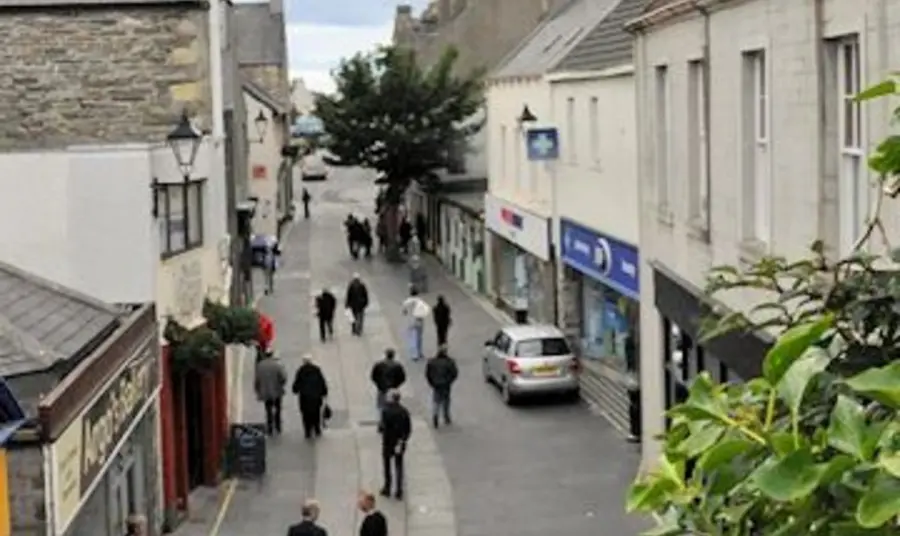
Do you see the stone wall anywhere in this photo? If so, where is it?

...

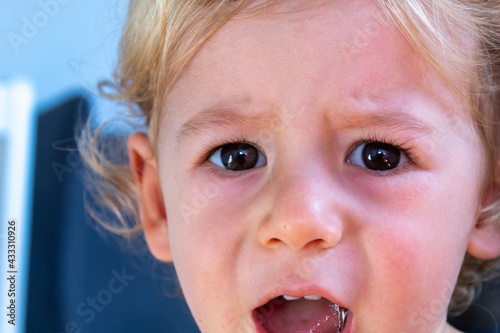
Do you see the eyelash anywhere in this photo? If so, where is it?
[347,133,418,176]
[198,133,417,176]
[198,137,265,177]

▶ **WRITTEN INSTRUCTION**
Return each row above that contains the string "photo", copying every such row in full.

▶ **FINISHED EXERCISE**
Do you see the stone wall anywhere in this photo? If so, where is it?
Do you see the eyelash anywhere in this photo? If so, where is it?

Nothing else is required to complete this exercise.